> **Given instruction**: Reproduce the review response from "The finding that" to "et al., (2008)", substituting "P3" for "P300".

Essential revisions:
1) Behavioral modelling.
Please present the normative model in more depth, in a longer methods section or supplement. Specifically, you should (i) derive the oddball version of the model, and (ii) explain the difference between the change-point and oddball versions of the model. A description of how the application of the model to a circular stimulus space differs from previous versions of the model would also be helpful.
We now include a full derivation of the normative learning model for the oddball condition in the supplementary material and refer interested readers to it:
“…leading to an error driven learning rule in which learning rate is adjusted dynamically from trial to trial, allowing us to derive normative prescriptions for learning for both conditions (see supplementary material for full derivation).”
We now also provide additional information about how the circular distributions were handled with respond to modeling and fitting the regression model as follows:
“Unlike standard regression in which the error distribution is assumed to be normal, our model imposed a circular (Von-Mises) distribution of errors around the predicted update. Maximum posterior coefficients for each individual subject were estimated using the fmincon optimization tool in Matlab (Mathworks, Natick, MA, USA) and t-tests were performed on the regression coefficients across participants to test for significant contributions of each term to update behavior. Weak Gaussian zero-centered priors were included to regularize coefficients of interest. In the purely behavioral analysis the width of priors over coefficients on standardized predictors was set to 5. In the analyses that included EEG predictors, EEG-based predictors were regularized using a zero centered Gaussian prior with a standard deviation of 0.1 (as compared to a standard deviation of 1 for the predicted learning rates from the behavioral model) making the regularization for the EEG terms stronger than that on the competing behavioral prediction term by a factor of 10 (thereby allowing preferential explanation of shared variance by the other terms in the model).”
We also plan to make the analysis and modeling code available on the first author’s website once the paper has been accepted in final form.
2) Relationship to previous literature and theory on P3.
2a) Tease apart the novel aspects and the replication of established findings more explicitly.
The finding that P300 indexes surprise is already well-established in the oddball literature. For example, Kollossa et al., 2013 state: "It has long been recognized that fluctuations in P300 amplitude reflect the degree of surprise.". What is novel here seem to be two things: first, the establishment of the same surprise sensitivity in the context of a change point process; and second, the context-dependent relation of the signal to learning. This should be clarified throughout the manuscript, including the Impact Statement. Previous studies quantifying the link between P3 and surprise should be cited and discussed – specifically:
- Mars et al., (2008)
- Work by Bruno Kopp, e.g. Kopp et al., (2016).
We now make this clear in the Impact statement:
“The P300, an EEG component known to be evoked by surprising events, predicts learning in a bidirectional manner that depends critically on the surrounding statistical context.”
And in the Introduction:
“While the central parietal component of the P300 (P3b) has been long known to reflect surprise (Mars et al., 2008; Kolossa, Kopp and Fingscheidt, 2015; Kopp et al., 2016; Seer et al., 2016; Kolossa et al., 2012), recent work suggests it relates to learning (Fischer and Ullsperger, 2013) even after controlling for the degree of surprise in changing environments (Jepma et al., 2016; Jepma et al., 2018).”
2b) Relation to existing accounts of P3.
The discussion of how the present results relate to previous accounts of the P3 is somewhat confusing and should be clarified. In the Introduction the authors initially only allude to the context updating theory of the P3 but other accounts are mentioned in the Discussion section. A key issue here is that no clear initial hypotheses are derived from these models in the Introduction and the efforts to relate the present results to the models in the Discussion is unclear – in several instances it is initially suggested that the present findings are at odds with a given theory but then acknowledged that the findings are potentially reconcilable. If the authors are unable to generate unique hypotheses for the present data based on previous theories of the P3, then this should be stated clearly.

(Position annotation records)
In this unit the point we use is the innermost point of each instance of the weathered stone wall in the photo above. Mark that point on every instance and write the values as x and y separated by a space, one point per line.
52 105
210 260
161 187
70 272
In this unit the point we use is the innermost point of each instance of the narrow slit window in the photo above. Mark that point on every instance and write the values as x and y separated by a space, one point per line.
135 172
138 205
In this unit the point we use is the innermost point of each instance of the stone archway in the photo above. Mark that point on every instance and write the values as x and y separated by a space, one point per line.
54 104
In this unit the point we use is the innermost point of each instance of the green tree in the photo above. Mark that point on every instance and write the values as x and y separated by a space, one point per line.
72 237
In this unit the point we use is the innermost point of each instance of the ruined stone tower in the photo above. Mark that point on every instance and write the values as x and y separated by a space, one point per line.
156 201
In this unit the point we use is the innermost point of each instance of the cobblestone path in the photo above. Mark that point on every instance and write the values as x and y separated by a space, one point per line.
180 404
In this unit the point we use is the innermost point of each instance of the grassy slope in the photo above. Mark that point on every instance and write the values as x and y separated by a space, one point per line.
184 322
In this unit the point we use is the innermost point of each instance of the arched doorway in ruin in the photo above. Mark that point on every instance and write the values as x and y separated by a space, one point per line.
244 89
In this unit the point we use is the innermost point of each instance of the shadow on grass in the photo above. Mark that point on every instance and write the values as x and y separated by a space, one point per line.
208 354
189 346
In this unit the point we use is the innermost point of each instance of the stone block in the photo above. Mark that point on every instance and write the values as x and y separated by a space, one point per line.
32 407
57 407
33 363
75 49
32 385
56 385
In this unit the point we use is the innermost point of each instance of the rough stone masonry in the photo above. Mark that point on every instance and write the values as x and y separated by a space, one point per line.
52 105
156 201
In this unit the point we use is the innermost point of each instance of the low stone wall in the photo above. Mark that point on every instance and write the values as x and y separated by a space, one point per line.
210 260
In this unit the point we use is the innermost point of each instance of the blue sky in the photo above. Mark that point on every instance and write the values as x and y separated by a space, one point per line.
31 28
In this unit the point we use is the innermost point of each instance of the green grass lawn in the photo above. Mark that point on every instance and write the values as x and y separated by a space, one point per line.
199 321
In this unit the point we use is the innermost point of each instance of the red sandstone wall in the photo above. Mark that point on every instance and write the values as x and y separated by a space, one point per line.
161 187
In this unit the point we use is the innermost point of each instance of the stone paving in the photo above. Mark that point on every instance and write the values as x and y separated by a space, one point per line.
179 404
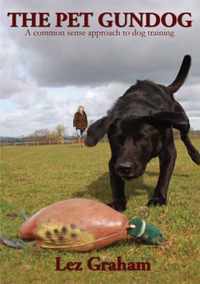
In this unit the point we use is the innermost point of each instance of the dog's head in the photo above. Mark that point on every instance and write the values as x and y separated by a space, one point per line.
133 140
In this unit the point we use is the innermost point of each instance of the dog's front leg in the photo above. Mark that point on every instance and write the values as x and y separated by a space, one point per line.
167 158
117 186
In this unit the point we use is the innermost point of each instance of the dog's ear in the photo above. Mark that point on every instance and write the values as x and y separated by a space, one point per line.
96 131
178 120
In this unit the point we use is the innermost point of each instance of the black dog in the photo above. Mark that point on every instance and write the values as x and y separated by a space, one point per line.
139 128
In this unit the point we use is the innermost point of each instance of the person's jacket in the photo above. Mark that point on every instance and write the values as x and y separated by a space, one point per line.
80 120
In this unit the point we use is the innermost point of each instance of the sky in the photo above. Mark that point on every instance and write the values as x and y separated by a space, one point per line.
44 80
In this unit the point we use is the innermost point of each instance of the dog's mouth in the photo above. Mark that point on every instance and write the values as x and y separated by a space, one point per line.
130 176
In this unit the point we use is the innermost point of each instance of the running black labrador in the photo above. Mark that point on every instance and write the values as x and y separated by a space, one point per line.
140 127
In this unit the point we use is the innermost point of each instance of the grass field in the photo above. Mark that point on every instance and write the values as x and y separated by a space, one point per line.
36 176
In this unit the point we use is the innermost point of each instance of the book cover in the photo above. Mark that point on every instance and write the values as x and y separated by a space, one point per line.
100 125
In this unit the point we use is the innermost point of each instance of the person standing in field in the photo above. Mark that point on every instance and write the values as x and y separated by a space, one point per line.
80 123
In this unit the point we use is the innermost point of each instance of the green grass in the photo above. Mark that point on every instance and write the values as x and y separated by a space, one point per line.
36 176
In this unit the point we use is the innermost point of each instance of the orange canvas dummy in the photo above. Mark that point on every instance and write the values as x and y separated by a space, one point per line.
82 225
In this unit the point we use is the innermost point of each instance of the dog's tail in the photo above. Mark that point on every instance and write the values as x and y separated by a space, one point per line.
194 154
182 75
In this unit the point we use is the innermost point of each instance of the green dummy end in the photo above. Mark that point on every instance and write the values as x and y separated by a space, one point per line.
147 233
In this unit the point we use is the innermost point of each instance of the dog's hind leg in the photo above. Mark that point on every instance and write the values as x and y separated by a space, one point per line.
194 154
167 159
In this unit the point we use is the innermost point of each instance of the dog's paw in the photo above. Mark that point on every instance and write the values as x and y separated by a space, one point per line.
157 201
119 206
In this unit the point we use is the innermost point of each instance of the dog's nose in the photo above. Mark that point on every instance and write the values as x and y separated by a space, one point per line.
125 167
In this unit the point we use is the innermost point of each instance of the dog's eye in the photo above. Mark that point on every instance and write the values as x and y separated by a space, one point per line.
121 139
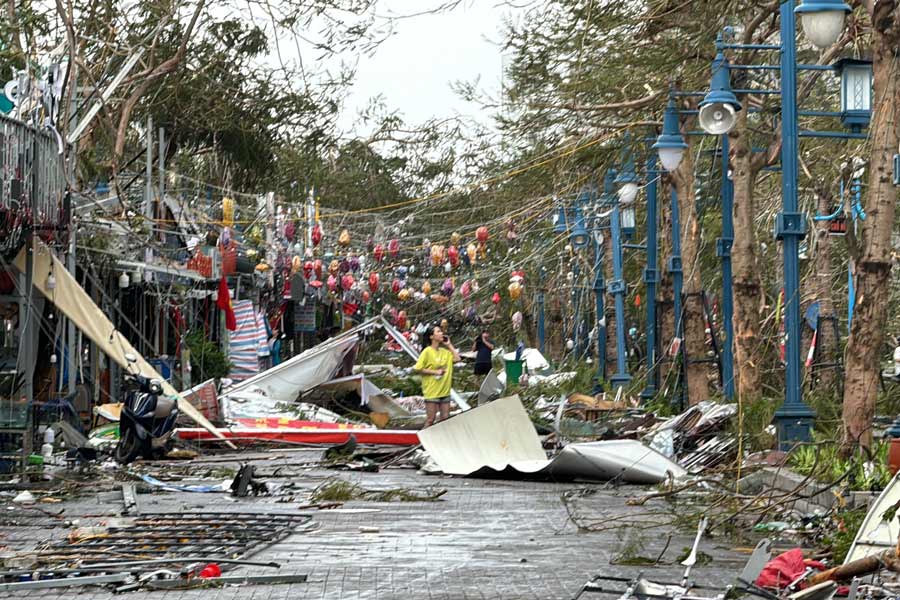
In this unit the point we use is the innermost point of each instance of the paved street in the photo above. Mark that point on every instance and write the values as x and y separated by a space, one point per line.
483 539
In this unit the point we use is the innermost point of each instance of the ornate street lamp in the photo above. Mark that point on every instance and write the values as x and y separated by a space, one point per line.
718 108
822 20
670 144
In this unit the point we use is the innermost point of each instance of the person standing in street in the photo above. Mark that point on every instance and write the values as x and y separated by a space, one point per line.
436 365
482 348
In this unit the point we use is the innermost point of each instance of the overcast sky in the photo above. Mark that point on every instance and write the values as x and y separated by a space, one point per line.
413 69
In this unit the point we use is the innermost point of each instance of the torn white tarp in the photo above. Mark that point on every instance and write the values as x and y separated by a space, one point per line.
369 394
76 304
533 358
270 393
498 439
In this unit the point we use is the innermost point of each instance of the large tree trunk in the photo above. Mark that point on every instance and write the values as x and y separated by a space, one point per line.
862 358
696 369
747 283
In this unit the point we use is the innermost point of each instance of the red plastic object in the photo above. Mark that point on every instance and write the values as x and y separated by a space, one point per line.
210 571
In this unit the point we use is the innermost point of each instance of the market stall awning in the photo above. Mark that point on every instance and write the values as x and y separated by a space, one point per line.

> **Answer to this problem**:
The finding that P3 indexes surprise is already well-established in the oddball literature. For example, Kollossa et al., 2013 state: "It has long been recognized that fluctuations in P3 amplitude reflect the degree of surprise.". What is novel here seem to be two things: first, the establishment of the same surprise sensitivity in the context of a change point process; and second, the context-dependent relation of the signal to learning. This should be clarified throughout the manuscript, including the Impact Statement. Previous studies quantifying the link between P3 and surprise should be cited and discussed – specifically:
- Mars et al., (2008)